Assignment =
Locate and copy each line in the data that contains the word "covered".

The data =
■ ■ ■ ■ ■ ■ ■

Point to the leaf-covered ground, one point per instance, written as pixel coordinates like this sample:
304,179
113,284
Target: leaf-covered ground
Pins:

■ ■ ■ ■ ■ ■ ■

Written response =
Point to the leaf-covered ground, one point per instance, written as pixel coordinates like this sample:
Target: leaf-covered ground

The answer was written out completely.